Problem details
Exactly reproduce the line containing "Could you please point out the white undershirt" together with every line after it, through the end of the entries, and give nothing more.

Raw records
○ ○ ○ ○

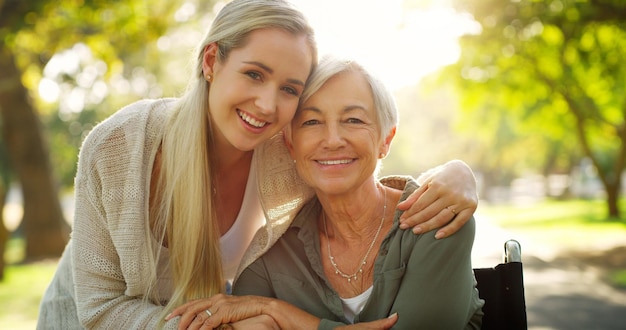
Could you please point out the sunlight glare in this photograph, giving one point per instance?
(400, 46)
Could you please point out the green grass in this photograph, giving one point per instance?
(21, 292)
(573, 224)
(567, 223)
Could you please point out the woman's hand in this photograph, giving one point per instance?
(209, 313)
(239, 312)
(447, 197)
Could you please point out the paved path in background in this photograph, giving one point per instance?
(563, 292)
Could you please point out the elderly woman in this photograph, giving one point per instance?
(345, 259)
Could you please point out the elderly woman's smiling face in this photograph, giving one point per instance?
(336, 137)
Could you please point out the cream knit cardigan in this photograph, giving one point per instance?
(102, 274)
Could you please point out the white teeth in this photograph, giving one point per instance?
(334, 162)
(251, 120)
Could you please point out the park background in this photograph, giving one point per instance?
(531, 94)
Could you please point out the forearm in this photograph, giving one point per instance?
(288, 316)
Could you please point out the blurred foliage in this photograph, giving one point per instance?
(542, 85)
(81, 60)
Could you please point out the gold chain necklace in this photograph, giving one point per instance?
(364, 261)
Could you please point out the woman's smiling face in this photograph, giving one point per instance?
(255, 91)
(336, 136)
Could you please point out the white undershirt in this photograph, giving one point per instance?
(353, 306)
(236, 240)
(233, 243)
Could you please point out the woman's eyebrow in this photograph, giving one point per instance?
(270, 70)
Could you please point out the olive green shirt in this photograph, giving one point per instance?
(428, 282)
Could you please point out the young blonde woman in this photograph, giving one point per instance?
(170, 192)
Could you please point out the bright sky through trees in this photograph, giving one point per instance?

○ ○ ○ ○

Response below
Could you please point out the white undershirt in this photograph, giving one point per instance?
(353, 306)
(236, 240)
(233, 243)
Could you please point out the woman's eyebrow in this photograph, giving one point per instance?
(270, 70)
Could you please point out the olive green shirt in this photograph, giving one point per instance?
(428, 282)
Could you please point out the young blonde woman in this photograph, giving one point per instance?
(170, 192)
Could you please point out the bright sky through trees in this photograph, giving one point per instance?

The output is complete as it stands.